Task to complete
Can you write out the whole passage on waste dumping in northern Iran, word for word?

Official data from Gilan show that the province produces over 2,000 tons of waste daily—a figure that climbs to 3,000 tons during summer months. Much of it ends up in forests, along rivers, or even on farmlands, as none of the existing landfill sites meet sanitary standards. Environmental specialists warn that high groundwater levels make landfill disposal tantamount to injecting poison into underground aquifers.
Sarakhs, Nowshahr, and the Expanding Disaster
One of the most alarming hotspots is the Saravan landfill in Gilan—a massive garbage mountain whose toxic runoff has for years polluted surrounding rivers and forests. Environmental expert Zahra Yazdani wrote in Shargh newspaper that each ton of waste at the site produces more than 400 liters of leachate daily, threatening not only the soil and water but also the lives of local residents.
Saravan is only one of dozens of unsafe dumping sites across northern Iran that have quietly turned into environmental time bombs. Recycling and composting projects remain mostly on paper, and while developed nations have moved toward waste reduction at the source, Iran continues to rely on incinerators and landfills that operate with 1970s technology—often under the control of corrupt contractors.
Public Anger and Social Strain
Public protests against waste dumping have become frequent in northern towns. Residents of Saravan, Kiyasar, and Samskandeh have repeatedly blocked trucks bringing city garbage to their regions. In some places, municipalities have even removed public trash bins to prevent outsiders from dumping their waste locally—an act that reflects growing distrust and social fragmentation caused by years of failed waste management.
In Mazandaran, many landfill sites lie dangerously close to rivers and coastlines, where leachate drains directly into the Caspian Sea. The province produces over 3,000 tons of waste daily, yet despite years of promises, the Sari waste-to-energy power plant remains unfinished.

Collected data
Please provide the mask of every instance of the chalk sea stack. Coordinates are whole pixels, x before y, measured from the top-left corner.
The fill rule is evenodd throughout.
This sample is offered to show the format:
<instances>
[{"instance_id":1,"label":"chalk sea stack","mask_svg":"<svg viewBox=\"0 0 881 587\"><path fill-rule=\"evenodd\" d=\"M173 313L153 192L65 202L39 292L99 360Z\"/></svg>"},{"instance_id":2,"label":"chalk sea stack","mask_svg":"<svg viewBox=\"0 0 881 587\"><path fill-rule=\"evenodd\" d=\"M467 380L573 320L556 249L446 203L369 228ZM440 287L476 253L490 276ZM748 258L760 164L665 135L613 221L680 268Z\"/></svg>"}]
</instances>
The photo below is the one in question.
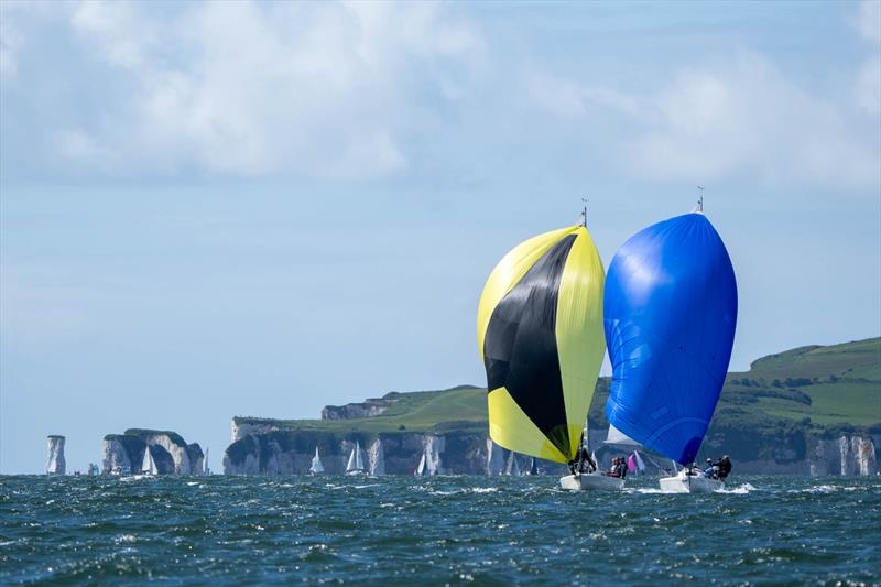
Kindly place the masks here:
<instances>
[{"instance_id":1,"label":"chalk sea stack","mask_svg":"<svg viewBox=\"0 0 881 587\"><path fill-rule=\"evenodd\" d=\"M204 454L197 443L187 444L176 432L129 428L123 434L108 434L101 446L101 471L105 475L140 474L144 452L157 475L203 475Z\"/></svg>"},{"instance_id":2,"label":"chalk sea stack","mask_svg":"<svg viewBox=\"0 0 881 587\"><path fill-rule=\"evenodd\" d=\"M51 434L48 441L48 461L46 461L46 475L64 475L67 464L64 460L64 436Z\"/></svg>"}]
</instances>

Task output
Official data from Gilan show that the province produces over 2,000 tons of waste daily—a figure that climbs to 3,000 tons during summer months. Much of it ends up in forests, along rivers, or even on farmlands, as none of the existing landfill sites meet sanitary standards. Environmental specialists warn that high groundwater levels make landfill disposal tantamount to injecting poison into underground aquifers.
Sarakhs, Nowshahr, and the Expanding Disaster
One of the most alarming hotspots is the Saravan landfill in Gilan—a massive garbage mountain whose toxic runoff has for years polluted surrounding rivers and forests. Environmental expert Zahra Yazdani wrote in Shargh newspaper that each ton of waste at the site produces more than 400 liters of leachate daily, threatening not only the soil and water but also the lives of local residents.
Saravan is only one of dozens of unsafe dumping sites across northern Iran that have quietly turned into environmental time bombs. Recycling and composting projects remain mostly on paper, and while developed nations have moved toward waste reduction at the source, Iran continues to rely on incinerators and landfills that operate with 1970s technology—often under the control of corrupt contractors.
Public Anger and Social Strain
Public protests against waste dumping have become frequent in northern towns. Residents of Saravan, Kiyasar, and Samskandeh have repeatedly blocked trucks bringing city garbage to their regions. In some places, municipalities have even removed public trash bins to prevent outsiders from dumping their waste locally—an act that reflects growing distrust and social fragmentation caused by years of failed waste management.
In Mazandaran, many landfill sites lie dangerously close to rivers and coastlines, where leachate drains directly into the Caspian Sea. The province produces over 3,000 tons of waste daily, yet despite years of promises, the Sari waste-to-energy power plant remains unfinished.